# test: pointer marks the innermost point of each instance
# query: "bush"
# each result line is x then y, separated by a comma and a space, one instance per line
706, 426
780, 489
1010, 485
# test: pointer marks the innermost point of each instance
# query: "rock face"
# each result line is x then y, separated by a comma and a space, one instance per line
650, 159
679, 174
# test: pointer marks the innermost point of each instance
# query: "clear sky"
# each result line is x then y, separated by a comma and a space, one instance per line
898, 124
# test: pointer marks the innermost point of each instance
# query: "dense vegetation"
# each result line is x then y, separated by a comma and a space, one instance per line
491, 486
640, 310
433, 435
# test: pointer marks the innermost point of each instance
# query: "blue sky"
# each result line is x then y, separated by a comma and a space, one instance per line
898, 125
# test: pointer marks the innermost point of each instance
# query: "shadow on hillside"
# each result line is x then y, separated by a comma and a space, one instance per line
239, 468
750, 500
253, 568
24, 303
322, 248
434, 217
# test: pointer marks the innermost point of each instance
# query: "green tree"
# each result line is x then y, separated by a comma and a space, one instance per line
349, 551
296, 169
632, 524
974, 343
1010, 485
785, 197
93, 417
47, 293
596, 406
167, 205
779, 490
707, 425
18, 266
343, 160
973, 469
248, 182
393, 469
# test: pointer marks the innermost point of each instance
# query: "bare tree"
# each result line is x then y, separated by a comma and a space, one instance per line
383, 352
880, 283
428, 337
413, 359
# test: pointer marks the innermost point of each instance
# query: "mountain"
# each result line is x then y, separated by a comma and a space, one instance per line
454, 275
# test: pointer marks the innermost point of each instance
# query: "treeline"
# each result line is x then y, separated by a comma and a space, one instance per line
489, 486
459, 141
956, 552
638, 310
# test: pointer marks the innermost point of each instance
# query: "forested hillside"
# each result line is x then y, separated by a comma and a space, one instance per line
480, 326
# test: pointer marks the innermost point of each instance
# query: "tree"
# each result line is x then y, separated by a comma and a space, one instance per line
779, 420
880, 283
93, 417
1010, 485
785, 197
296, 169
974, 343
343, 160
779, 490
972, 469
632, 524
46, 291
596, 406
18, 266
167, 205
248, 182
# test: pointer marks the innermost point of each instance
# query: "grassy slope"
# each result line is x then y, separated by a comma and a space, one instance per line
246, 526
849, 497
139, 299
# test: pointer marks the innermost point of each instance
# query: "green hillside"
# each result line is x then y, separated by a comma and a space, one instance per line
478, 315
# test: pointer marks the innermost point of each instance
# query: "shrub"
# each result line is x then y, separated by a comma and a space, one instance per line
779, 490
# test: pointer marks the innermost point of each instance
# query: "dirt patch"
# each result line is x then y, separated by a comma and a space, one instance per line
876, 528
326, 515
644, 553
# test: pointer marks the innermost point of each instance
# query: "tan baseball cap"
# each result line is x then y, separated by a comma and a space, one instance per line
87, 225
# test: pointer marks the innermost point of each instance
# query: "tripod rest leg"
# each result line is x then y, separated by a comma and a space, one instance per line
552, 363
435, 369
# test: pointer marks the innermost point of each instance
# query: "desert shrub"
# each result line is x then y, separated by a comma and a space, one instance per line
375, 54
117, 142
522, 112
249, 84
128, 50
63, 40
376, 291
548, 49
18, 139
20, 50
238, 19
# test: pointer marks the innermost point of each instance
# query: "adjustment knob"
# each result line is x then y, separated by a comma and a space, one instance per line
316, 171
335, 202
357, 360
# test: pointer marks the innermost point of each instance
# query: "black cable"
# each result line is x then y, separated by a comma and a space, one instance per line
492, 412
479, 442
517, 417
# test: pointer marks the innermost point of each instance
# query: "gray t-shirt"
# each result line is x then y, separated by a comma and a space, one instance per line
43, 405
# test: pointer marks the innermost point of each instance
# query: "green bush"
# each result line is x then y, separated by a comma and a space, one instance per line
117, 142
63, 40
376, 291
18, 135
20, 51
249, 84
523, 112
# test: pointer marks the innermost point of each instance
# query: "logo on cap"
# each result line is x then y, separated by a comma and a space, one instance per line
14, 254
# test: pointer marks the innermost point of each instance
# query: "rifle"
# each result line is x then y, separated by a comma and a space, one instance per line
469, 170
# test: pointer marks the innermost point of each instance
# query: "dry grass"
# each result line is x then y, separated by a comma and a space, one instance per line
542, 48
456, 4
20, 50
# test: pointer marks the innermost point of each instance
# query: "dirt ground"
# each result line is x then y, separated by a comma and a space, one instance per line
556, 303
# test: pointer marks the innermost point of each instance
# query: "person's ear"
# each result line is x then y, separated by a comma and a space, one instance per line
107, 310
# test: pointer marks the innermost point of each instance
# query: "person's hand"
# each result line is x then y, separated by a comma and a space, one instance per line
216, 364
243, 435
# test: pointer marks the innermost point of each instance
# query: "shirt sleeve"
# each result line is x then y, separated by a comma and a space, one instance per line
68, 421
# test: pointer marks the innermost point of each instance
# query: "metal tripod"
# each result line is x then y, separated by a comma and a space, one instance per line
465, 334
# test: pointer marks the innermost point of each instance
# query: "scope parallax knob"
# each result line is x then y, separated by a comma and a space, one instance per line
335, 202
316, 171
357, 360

##########

**OBJECTIVE:**
Report how many lines in the rows above contain the string "knob", matching case exactly. Give only the number.

**EXERCISE RESPONSE:**
2